Written exercise
Reproduce, without any change, the lines from the very first one through the line that contains "POLYGON ((202 208, 196", including both of these.

Provided data
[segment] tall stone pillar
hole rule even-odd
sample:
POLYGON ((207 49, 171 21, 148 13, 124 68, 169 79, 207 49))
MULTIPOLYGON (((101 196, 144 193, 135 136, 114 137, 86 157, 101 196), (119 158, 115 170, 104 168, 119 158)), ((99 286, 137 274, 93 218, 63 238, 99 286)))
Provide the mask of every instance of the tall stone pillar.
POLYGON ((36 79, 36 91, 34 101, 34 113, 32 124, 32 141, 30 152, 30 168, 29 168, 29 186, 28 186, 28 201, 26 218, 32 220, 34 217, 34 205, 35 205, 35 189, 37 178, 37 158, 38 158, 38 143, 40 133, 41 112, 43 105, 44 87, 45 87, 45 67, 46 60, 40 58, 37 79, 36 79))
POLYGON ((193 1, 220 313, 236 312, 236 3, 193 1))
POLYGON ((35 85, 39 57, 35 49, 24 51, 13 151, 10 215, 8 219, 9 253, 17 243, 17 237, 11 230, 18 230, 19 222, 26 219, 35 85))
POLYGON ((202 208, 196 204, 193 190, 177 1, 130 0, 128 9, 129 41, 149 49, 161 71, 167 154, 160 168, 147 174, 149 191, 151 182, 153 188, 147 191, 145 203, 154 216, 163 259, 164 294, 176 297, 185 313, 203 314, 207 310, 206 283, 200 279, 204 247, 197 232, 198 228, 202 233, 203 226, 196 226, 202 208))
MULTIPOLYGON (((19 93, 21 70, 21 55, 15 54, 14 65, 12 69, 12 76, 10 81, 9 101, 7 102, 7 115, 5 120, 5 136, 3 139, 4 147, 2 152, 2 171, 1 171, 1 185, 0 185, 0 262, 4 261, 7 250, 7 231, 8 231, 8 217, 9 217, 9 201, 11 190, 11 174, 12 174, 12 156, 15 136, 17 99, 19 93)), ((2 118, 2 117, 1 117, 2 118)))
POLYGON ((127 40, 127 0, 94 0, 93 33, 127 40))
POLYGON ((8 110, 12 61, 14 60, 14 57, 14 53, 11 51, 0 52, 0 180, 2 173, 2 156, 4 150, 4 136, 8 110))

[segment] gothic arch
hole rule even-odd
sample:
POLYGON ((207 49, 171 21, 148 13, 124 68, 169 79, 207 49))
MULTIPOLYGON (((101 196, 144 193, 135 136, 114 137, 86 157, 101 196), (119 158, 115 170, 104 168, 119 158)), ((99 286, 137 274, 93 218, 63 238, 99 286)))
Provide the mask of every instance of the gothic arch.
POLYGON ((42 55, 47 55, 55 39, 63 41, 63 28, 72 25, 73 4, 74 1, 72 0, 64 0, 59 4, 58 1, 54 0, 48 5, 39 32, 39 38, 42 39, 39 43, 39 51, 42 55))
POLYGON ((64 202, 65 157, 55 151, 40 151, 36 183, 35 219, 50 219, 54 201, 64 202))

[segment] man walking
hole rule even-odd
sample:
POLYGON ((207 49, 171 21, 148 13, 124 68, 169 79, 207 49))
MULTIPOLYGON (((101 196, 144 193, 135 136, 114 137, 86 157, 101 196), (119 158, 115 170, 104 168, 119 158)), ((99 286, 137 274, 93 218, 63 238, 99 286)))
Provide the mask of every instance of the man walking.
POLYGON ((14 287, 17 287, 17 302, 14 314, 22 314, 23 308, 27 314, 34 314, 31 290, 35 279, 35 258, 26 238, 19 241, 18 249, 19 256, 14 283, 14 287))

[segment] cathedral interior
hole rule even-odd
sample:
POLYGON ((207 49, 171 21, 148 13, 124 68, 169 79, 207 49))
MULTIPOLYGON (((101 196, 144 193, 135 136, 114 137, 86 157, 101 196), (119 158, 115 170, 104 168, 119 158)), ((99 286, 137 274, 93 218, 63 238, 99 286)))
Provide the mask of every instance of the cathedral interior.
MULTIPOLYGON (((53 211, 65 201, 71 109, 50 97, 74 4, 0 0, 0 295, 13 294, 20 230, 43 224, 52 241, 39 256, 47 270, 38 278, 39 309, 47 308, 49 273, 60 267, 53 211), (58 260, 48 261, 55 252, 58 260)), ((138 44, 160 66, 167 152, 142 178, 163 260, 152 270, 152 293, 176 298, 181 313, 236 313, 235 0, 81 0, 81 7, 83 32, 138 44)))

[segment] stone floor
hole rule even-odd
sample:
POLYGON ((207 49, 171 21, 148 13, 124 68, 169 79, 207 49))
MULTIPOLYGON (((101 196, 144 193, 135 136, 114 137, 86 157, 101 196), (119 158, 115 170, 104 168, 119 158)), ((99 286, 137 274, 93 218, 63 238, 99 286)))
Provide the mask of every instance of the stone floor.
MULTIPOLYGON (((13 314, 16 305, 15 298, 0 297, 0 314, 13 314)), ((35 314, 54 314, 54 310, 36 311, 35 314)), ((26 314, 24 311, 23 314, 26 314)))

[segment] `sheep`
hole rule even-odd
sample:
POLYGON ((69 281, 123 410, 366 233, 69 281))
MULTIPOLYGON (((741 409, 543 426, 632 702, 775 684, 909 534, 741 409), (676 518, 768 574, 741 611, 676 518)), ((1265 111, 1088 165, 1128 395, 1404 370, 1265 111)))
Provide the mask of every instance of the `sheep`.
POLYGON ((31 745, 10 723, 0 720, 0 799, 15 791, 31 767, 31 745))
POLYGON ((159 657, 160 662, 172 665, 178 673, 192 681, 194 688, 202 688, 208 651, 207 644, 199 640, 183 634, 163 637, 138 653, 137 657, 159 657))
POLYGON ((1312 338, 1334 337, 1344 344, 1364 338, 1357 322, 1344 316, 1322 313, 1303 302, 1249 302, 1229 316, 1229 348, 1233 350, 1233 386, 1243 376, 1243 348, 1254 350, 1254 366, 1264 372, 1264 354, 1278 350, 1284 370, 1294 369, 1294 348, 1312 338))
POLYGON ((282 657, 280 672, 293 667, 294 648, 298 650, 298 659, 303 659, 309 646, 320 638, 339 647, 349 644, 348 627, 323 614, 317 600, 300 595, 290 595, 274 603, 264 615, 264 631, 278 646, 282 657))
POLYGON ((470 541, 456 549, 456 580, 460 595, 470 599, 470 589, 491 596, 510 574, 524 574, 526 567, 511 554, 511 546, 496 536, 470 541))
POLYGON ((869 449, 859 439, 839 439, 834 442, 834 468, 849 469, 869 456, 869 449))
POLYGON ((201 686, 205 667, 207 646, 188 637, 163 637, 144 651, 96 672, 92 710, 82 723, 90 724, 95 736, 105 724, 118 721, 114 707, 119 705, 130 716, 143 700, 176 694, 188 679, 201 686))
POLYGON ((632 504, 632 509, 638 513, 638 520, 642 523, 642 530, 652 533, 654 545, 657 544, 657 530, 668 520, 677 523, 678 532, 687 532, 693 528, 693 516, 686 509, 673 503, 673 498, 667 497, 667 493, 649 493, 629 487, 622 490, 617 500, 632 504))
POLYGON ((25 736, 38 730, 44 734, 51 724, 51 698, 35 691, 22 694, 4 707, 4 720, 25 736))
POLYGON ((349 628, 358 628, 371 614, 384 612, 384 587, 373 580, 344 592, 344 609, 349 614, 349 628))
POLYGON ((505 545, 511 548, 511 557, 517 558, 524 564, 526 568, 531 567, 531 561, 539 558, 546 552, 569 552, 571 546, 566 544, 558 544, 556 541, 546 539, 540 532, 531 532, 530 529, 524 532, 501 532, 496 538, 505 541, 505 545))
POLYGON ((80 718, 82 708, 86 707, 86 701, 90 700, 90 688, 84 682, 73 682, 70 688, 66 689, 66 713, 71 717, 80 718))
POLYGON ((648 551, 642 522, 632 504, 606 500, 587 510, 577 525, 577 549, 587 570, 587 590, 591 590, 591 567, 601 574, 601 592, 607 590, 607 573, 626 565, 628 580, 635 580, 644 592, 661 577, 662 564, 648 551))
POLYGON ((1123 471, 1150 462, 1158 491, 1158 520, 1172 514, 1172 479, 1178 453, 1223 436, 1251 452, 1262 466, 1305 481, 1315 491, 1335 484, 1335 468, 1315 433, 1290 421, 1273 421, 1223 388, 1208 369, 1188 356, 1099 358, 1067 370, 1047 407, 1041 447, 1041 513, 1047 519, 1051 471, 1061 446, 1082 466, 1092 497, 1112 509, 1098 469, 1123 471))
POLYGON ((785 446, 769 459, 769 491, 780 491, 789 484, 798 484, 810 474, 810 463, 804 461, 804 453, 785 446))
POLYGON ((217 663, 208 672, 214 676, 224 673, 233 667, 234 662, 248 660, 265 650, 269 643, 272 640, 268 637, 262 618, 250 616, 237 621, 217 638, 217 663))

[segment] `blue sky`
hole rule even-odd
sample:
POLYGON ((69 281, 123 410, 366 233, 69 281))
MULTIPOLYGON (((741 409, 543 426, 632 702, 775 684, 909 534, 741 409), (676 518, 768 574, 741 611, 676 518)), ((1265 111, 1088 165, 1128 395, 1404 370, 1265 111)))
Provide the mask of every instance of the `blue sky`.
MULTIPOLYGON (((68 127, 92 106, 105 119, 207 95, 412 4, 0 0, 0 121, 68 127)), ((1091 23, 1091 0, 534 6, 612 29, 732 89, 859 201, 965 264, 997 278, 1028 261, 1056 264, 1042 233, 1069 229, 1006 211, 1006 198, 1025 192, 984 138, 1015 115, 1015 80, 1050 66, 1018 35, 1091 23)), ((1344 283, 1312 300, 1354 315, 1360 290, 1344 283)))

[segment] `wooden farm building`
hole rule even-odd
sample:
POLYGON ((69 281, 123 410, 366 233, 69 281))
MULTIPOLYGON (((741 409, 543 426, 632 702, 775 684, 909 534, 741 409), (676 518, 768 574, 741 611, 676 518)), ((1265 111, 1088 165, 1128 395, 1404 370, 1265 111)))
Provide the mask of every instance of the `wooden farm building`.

Finished answer
[segment] tall stone pillar
hole rule even-odd
sample:
POLYGON ((207 49, 171 21, 148 13, 124 68, 169 79, 207 49))
MULTIPOLYGON (((101 196, 144 193, 135 136, 114 137, 86 157, 101 196), (119 158, 115 170, 104 168, 119 158)), ((99 286, 137 274, 93 218, 63 238, 99 286)))
Provide the mask of every instance of the tall stone pillar.
POLYGON ((36 79, 36 91, 34 101, 34 113, 32 124, 32 141, 30 152, 30 168, 29 168, 29 186, 28 186, 28 201, 26 218, 32 220, 34 217, 34 205, 35 205, 35 189, 37 178, 37 158, 38 158, 38 143, 40 133, 41 112, 43 105, 44 87, 45 87, 45 67, 46 60, 40 58, 37 79, 36 79))
POLYGON ((193 1, 220 313, 236 312, 236 3, 193 1))
POLYGON ((35 85, 39 57, 35 49, 24 51, 13 151, 10 215, 8 219, 9 253, 17 243, 17 237, 11 230, 18 230, 19 222, 26 219, 35 85))
POLYGON ((202 208, 196 204, 193 190, 177 1, 130 0, 128 9, 129 41, 149 49, 161 71, 167 154, 160 168, 147 174, 149 191, 151 182, 153 188, 147 191, 145 203, 154 216, 163 259, 164 294, 176 297, 185 313, 203 314, 207 310, 206 283, 200 279, 204 247, 197 232, 198 228, 202 233, 203 226, 196 226, 202 208))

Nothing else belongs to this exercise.